§ Set of tasks:
A – According to the excerpt on the herbs in essiac, which herb is suggested for heart and artery renewal?
B – Continue the excerpt on the herbs in essiac from the point where it ends.

Although the text below is only representative of the information obtained from one book, it will hopefully give the reader some other aspects to consider regarding the blend we call “essiac”. An important note: TCM views the whole person and the patterns that are seen throughout. There can be—and often is—more than one combination of imbalances occurring at once. This is where TCM excels. It takes those combinations seen in that individual person and tailors the treatments specifically to them. You may have what us Westerners call a “cold or flu”. TCM will treat each person differently. I remember the first time I asked my acupuncturist and Chinese herbalist for something “for menstrual cramps”. He just looked at me. He would not offer any suggestions until he had done an assessment on me. Then he told me, “TCM is nothing like Western medicine. It’s not about treating the symptoms, but the imbalances in the entire body.” Lesson learned!
BURDOCK ROOT — Arctium lappa — Bitter herbs such as Burdock can be helpful in controlling candidiasis. Bitter food and herbs help with damp-associated conditions, such as parasites, mucus, growths, tumors, cysts, obesity, edema. Persons who are deficient, cold, weak, thin, nervous and dry should limit bitter intake. Also those with diseases of the bone. Too much bitter flavor in the diet of those with deficient yin of the lungs should limit bitter intake, as it may be too drying. Bitters should be taken gradually in the colder months, building up the amount slowly. The root is beneficial in purging excesses from the body. (Excesses can be from illness, infection—can be excess heat, dampness, coldness and/or wind). Dry dampness in arthritis sufferers responds well to an appropriate diet and burdock. It is one of the herbs suggested for heart and artery renewal.
SORREL: — No Latin name given — Anti-parasitic vegetables are beet, cabbage, carrot, garlic, leek, onion, radish, and sorrel. They have a stronger action when eaten raw.

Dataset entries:

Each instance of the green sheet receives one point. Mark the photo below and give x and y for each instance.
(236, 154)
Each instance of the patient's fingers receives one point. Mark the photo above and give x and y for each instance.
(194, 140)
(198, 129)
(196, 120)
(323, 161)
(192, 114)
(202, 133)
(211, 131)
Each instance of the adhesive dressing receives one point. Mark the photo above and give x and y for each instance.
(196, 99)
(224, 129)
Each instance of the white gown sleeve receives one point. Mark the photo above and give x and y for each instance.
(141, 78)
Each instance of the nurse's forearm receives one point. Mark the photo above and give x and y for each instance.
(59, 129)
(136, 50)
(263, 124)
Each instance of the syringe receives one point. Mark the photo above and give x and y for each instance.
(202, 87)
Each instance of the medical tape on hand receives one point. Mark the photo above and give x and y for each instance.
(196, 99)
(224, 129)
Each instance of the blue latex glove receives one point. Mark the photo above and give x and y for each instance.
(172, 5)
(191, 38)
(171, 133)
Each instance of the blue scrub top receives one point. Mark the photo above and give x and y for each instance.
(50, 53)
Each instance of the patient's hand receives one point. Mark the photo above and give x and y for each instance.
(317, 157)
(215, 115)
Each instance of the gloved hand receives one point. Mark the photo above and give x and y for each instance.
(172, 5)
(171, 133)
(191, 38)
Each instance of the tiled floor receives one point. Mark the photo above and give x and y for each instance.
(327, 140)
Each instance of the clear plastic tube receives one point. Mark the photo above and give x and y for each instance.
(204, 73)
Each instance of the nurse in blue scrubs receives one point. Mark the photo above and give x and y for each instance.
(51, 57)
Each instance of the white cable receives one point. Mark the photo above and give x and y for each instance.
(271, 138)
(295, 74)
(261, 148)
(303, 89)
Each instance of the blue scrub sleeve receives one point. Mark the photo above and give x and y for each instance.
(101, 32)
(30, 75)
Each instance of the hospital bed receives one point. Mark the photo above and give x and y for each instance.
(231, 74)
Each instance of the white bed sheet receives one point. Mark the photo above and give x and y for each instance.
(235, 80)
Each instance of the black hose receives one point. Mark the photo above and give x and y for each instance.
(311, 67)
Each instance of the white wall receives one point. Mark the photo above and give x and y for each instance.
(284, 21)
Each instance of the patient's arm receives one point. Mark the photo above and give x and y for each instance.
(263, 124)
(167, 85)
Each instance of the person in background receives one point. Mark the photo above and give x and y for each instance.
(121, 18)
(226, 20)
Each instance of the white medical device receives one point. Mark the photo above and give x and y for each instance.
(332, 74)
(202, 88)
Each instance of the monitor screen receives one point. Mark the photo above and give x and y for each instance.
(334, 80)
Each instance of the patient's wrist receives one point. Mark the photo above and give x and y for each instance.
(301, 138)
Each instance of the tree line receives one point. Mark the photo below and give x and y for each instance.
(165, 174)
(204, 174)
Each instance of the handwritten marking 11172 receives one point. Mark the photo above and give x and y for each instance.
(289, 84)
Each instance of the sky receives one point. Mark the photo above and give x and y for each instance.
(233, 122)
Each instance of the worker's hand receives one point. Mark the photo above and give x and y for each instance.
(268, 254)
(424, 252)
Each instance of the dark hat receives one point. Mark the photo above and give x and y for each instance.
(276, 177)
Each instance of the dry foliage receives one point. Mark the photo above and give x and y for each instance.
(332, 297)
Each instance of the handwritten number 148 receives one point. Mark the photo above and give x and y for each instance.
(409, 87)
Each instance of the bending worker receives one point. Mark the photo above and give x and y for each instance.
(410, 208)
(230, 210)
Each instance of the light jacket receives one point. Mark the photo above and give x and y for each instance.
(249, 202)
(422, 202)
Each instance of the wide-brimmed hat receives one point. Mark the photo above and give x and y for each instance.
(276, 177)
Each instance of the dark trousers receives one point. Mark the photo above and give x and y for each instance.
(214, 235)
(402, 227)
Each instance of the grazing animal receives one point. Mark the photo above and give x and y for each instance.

§ Answer list:
A – Burdock root (Arctium lappa).

B –
SLIPPERY ELM: — Ulmus fulva — When a deficiency in the lungs occur, there is chronic lack of yin to cool and nourish the lungs. This is a result of chronic lung infections, inflammation, or long term lung disease. This food/herb also helps with deficient kidney yin (the root of yin in the body). Good for stomach fire, or excess stomach heat, and ulcers. Indicated for mucus-type asthma, which is the most common type in the West. (Asthma indicates disharmony in one or more organ systems: digestive center of spleen-pancreas-stomach-intestines, kidney-adrenals and liver-gallbladder, the heart-lungs.) [In Western herbalism, asthma is considered to be a disease of excess mucous—hence the historical use of lobelia and vomiting to clear the respiratory passages.] Slippery Elm is astringent, which would help to dry up the mucous. Also many persons who suffer from chronic skin conditions have a depletion in the fluids and blood, in which Slippery Elm is indicated.
TURKEY RHUBARB — Rheum palmatum — Reduces excess, constipation, heart and artery renewal, strongest remedy for detoxifying and cooling the liver especially in reducing toxicity from too much meat in the diet, cools heat and increases peristalsis, excess-induced amenorrhea (will promote menses), chronic digestive disturbances related to parasites (Rheum is considered a parasiticide), and helps expel them.
This barely scratches the surface of the wealth of knowledge contained in this book. It also has a section devoted to treatment of cancer.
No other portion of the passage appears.